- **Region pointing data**
== == ==

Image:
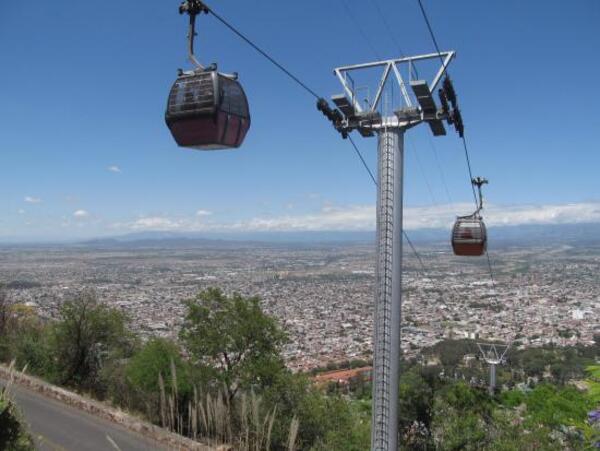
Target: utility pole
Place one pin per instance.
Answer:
(390, 127)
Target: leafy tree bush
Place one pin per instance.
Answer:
(233, 338)
(13, 433)
(88, 337)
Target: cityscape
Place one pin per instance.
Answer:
(323, 293)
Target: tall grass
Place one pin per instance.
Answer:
(210, 416)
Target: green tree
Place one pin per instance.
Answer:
(88, 337)
(13, 433)
(234, 338)
(159, 358)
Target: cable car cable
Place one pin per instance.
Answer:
(311, 92)
(464, 140)
(263, 53)
(408, 240)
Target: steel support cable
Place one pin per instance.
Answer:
(311, 92)
(464, 140)
(263, 53)
(437, 49)
(408, 240)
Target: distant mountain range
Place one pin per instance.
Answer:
(505, 236)
(573, 234)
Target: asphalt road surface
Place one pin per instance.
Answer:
(57, 427)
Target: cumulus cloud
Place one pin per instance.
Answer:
(362, 218)
(81, 214)
(155, 223)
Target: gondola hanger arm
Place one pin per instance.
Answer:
(192, 8)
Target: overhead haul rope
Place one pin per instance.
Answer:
(303, 85)
(464, 141)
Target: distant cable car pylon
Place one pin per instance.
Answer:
(493, 354)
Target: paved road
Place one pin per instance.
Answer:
(57, 427)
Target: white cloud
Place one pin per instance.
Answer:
(362, 218)
(154, 223)
(81, 214)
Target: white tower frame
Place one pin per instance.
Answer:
(493, 354)
(388, 297)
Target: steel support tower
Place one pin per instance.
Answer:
(417, 106)
(493, 354)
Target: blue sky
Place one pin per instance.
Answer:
(85, 152)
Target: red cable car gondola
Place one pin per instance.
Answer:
(469, 235)
(206, 109)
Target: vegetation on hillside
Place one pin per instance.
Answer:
(13, 432)
(224, 381)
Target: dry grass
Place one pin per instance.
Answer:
(243, 423)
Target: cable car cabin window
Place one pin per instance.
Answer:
(233, 100)
(469, 230)
(192, 95)
(469, 237)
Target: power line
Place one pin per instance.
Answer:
(263, 53)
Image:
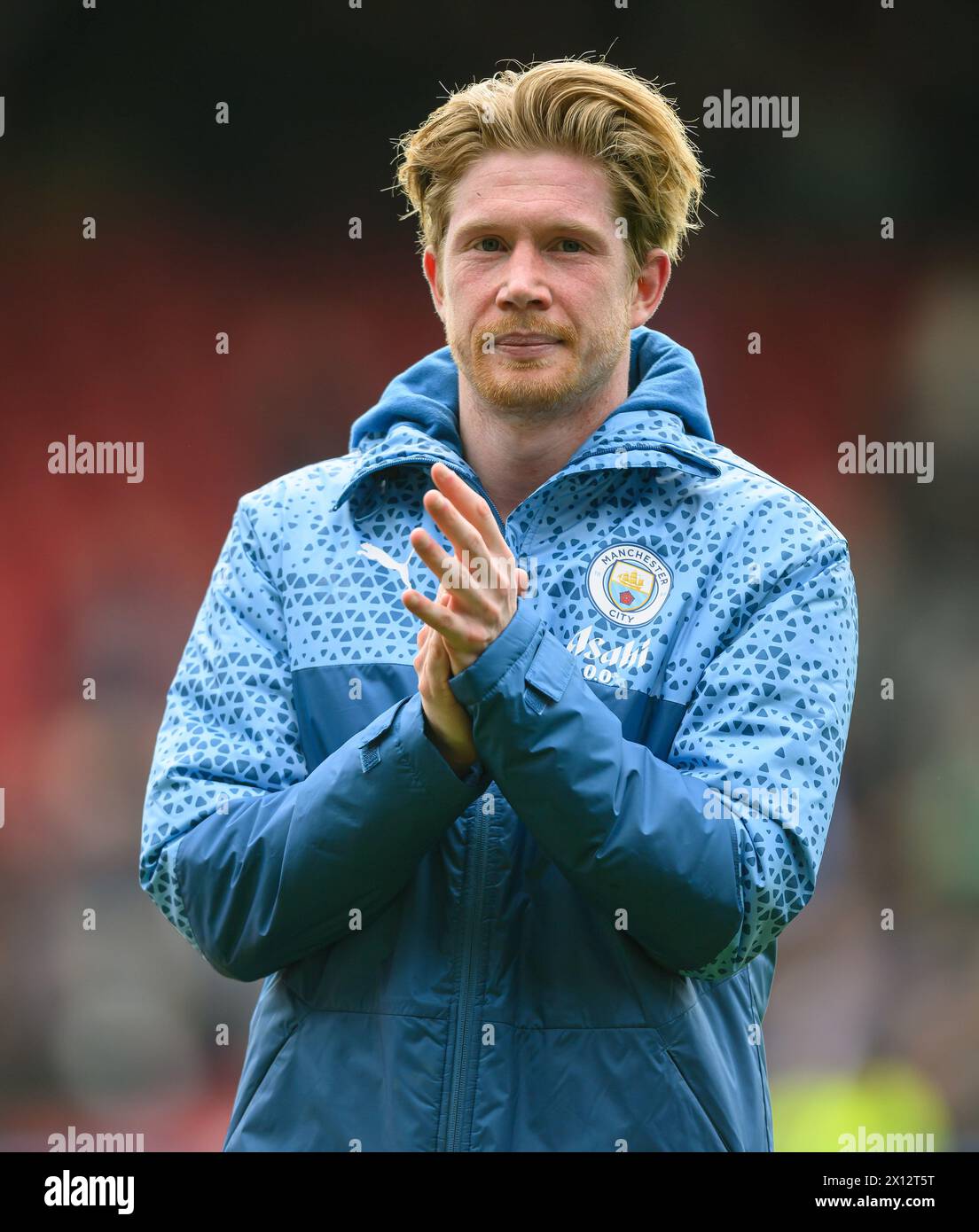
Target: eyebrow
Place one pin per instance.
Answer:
(565, 226)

== == ==

- **Description of the task**
For this exercise, find all lines in the records containing the word "cable" and copy them.

- **Written solution**
Target: cable car cable
Target: steel support cable
Target: distant cable car pylon
Target: red cable car gondola
Target: cable car cabin window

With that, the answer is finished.